● **Work instructions**
1. Swap "VBC" for "value-based care" and write out the passage of the text on value-based contracting starting at "Employers are getting" and ending at "in the community.".
2. Translate this sentence from the text on value-based contracting into Spanish: "Employers are getting directly involved in demanding accountability for health care costs and the promotion of wellness."

● **Provided text**
__________________________________________________
Administration of direct contracts can be a tremendous challenge using traditional approaches and legacy systems that lack the hierarchical relationship structures necessary for onboarding stakeholders in value-based contracts. This hierarchical approach to partner onboarding, scaling of contract operationalization, and permissioned data sharing is a necessity for alignment of medical, social, behavioral and environmental components of successful value-based program administration and high-performance networks that successfully deliver on healthy patient outcomes.
A network of networks
The execution of whole-person care plans must occur across networks of care where both medical and non-medical resources are tightly coordinated within an infrastructure that aligns performance for healthy patient outcomes and financial risk management. By providing ecosystem participants with a solid onboarding model and the right supporting capabilities, employers and their TPAs can successfully execute value-based programs that incorporate whole health.
These emerging care and payment models demand real or near real-time status and data exchange, a more prospective approach to reimbursement, and precision approaches to care team data sharing. Further, by engaging and integrating the patient across the continuum of care, employers will empower patients to be effective stewards of their own health.
While the transition won’t happen overnight, every entity involved in providing care to the patient eventually will become a part of the networks that provide VBC. A network essentially is comprised of the providers, facilities, suppliers, and caregiver organizations with which a health insurer or employer has contracted to deliver health care services to patients. When an entity in a network is engaged in several networks with different contractual engagements with other entities, it creates very complex many-to-many relationships.
A network of networks is possible only with an infrastructure that supports both the complex hierarchies between the entities involved in VBC and the data infrastructure. Interoperability between these networks as well as legacy systems is possible only with a proper DaaS (Data as a Service) layer built on top of the data infrastructure.
Employers and their TPAs can take advantage of such a robust data/microservices/hierarchy support infrastructure that facilitates a faster move to expand direct contracting and VBC programs. This platform infrastructure can extend the capabilities of the TPA to integrate the data layers seamlessly, then extend that data layer either as a DaaS or as a PaaS (Platform as a Service).
Real-time health care requires an aware and adaptive technology infrastructure that supports complex relationships and datasets for the network and enhances those by using publicly available datasets.
Employers are getting directly involved in demanding accountability for health care costs and the promotion of wellness. Supporting the hierarchical needs between the different entities involved in value-based networks, coupled with the data and microservices infrastructure discussed above, will accelerate the adoption and scaling of VBC and allow employers to improve health outcomes while lowering care costs.
Lynn Carroll is the chief operations officer and Rahul Sharma is chief executive officer of HSBlox, which assists health care stakeholders at the intersection of value-based care and precision health with a secure, information-rich approach to event-based, patient-centric digital health care processes – empowering whole health in traditional care settings, the home and in the community.
__________________________________________________
(Excerpts from a dataset)
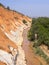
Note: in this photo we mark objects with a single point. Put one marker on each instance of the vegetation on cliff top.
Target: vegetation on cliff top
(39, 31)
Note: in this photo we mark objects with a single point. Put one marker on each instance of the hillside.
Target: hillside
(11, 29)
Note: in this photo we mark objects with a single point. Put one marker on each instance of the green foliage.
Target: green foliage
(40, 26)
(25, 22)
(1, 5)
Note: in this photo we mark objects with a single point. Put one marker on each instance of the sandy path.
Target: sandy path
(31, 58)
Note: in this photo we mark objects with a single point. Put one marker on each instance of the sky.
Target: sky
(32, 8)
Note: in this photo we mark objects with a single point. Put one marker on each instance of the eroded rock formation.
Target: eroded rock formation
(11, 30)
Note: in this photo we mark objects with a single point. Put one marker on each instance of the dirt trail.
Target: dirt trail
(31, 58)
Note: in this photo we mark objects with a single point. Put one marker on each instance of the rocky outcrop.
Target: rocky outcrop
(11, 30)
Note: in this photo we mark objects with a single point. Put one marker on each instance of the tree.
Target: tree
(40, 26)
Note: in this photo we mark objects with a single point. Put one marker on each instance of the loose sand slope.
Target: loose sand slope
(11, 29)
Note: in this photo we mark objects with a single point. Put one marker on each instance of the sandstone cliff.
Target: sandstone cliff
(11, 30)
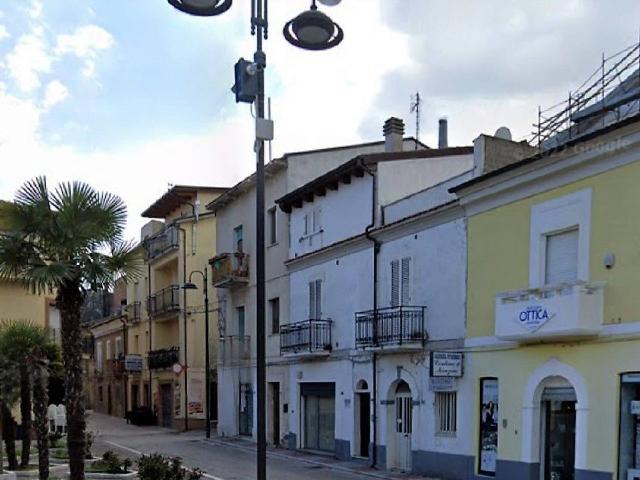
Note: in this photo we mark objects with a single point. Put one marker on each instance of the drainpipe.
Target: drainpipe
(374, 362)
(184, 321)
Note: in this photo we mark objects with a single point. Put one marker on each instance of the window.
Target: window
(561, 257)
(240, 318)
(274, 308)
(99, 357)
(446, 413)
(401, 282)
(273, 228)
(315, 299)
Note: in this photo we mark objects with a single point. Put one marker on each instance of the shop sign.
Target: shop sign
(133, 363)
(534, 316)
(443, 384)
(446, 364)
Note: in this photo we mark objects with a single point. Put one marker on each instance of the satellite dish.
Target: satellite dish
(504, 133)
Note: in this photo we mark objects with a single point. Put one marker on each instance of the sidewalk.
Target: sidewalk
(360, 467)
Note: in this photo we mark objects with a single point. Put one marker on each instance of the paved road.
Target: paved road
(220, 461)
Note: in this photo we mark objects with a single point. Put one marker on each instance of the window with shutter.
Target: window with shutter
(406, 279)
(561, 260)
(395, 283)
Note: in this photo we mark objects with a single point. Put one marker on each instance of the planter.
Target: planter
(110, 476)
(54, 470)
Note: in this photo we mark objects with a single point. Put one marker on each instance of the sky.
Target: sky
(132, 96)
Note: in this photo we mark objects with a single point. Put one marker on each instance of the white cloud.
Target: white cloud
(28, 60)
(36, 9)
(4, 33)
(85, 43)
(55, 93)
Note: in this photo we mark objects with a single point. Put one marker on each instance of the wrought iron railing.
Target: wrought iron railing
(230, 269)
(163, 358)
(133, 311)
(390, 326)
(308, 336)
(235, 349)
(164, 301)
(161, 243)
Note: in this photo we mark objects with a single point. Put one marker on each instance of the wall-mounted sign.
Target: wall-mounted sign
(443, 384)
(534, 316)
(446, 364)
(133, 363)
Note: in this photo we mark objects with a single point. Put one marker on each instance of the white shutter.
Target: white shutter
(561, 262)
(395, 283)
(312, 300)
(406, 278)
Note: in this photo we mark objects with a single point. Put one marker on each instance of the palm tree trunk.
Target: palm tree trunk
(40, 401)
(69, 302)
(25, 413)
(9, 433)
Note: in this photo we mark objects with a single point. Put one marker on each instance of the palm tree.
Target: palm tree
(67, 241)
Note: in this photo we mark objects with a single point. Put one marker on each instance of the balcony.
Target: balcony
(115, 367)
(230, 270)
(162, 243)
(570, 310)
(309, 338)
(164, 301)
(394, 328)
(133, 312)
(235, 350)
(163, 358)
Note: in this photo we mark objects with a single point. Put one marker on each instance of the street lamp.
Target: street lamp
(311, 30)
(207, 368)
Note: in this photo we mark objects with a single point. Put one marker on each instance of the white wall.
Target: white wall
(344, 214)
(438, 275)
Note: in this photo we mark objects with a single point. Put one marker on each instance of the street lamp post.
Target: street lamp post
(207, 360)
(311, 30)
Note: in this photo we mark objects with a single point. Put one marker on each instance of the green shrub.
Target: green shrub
__________________________________________________
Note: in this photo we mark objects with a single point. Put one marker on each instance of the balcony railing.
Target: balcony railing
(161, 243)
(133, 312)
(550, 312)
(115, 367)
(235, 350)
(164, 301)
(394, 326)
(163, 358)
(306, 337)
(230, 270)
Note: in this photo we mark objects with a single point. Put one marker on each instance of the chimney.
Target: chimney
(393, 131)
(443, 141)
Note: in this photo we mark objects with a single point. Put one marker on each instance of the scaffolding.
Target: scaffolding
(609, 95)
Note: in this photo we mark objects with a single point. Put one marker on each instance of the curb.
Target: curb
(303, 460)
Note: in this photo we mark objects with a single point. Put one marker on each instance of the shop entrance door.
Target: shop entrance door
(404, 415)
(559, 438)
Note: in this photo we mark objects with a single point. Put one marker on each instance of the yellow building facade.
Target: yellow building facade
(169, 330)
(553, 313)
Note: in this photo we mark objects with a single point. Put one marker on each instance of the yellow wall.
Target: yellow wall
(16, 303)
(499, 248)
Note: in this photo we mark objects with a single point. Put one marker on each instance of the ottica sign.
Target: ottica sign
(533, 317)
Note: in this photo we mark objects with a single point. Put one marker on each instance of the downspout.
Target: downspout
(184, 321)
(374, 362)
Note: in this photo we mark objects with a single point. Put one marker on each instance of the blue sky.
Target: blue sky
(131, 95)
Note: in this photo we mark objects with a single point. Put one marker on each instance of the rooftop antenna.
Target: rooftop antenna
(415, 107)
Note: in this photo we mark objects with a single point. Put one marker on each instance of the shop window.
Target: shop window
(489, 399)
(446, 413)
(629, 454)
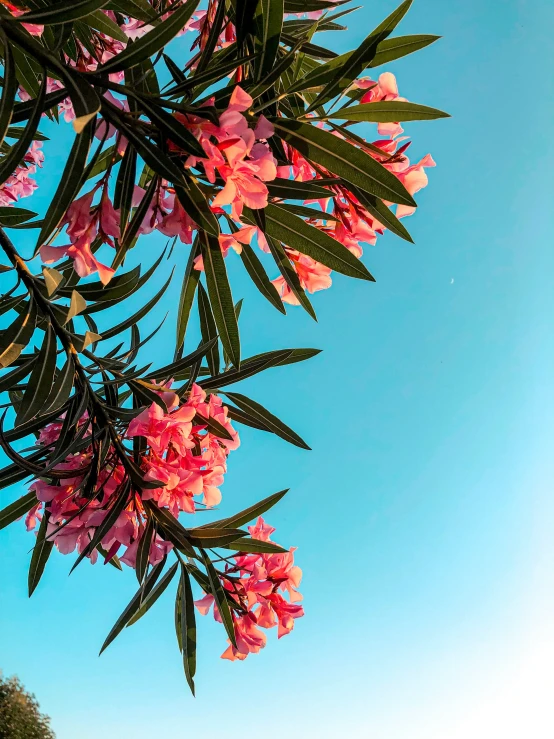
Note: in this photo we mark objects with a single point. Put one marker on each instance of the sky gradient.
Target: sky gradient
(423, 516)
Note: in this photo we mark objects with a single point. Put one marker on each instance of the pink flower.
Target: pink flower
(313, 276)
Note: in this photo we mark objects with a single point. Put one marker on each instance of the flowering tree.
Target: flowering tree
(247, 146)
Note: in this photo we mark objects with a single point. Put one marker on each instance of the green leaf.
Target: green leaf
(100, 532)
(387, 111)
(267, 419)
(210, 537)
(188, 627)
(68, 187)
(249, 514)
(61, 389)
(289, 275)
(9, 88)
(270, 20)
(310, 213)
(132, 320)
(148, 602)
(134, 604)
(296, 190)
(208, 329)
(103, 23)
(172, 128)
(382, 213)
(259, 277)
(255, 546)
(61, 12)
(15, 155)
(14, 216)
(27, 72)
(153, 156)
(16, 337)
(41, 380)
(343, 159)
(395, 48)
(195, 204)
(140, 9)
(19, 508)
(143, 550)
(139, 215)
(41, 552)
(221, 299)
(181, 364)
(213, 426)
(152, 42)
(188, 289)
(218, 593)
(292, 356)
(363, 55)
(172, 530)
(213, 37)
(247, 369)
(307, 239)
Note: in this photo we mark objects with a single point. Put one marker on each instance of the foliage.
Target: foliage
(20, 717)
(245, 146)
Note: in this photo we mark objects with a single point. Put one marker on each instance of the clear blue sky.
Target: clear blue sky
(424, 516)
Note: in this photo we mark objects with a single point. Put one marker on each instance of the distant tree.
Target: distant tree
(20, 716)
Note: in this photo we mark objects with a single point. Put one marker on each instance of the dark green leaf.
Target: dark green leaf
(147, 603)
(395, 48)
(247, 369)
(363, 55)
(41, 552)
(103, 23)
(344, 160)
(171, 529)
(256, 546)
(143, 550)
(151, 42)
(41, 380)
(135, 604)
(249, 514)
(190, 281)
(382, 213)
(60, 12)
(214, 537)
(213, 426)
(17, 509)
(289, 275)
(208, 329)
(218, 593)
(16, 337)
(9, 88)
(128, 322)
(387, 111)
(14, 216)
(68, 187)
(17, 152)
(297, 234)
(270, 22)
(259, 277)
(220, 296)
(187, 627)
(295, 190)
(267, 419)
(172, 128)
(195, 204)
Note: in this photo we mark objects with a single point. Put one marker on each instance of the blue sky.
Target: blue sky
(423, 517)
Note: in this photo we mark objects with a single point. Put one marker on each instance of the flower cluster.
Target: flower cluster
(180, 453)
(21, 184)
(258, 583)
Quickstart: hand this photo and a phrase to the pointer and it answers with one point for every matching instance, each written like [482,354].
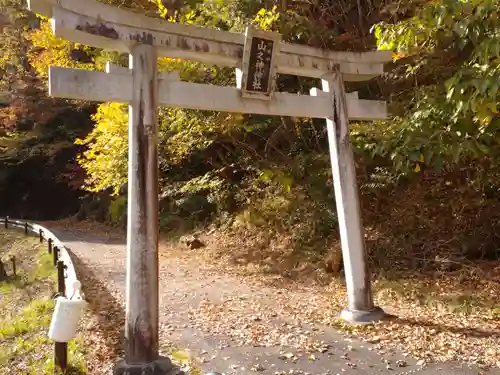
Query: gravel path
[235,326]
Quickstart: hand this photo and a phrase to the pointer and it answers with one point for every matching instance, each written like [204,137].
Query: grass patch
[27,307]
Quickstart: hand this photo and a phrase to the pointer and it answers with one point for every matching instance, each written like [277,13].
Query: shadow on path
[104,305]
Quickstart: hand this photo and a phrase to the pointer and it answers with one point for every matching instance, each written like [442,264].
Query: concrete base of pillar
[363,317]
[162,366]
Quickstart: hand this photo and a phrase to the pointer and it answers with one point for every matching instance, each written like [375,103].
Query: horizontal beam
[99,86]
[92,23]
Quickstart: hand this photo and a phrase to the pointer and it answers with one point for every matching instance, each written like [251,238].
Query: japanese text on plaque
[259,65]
__________________________________________________
● **Expected responses**
1.
Employers are getting directly involved in demanding accountability for health care costs and the promotion of wellness. Supporting the hierarchical needs between the different entities involved in value-based networks, coupled with the data and microservices infrastructure discussed above, will accelerate the adoption and scaling of value-based care and allow employers to improve health outcomes while lowering care costs.
Lynn Carroll is the chief operations officer and Rahul Sharma is chief executive officer of HSBlox, which assists health care stakeholders at the intersection of value-based care and precision health with a secure, information-rich approach to event-based, patient-centric digital health care processes – empowering whole health in traditional care settings, the home and in the community.

2. Los empleadores se están involucrando directamente en exigir responsabilidad por los costos de la atención médica y la promoción del bienestar.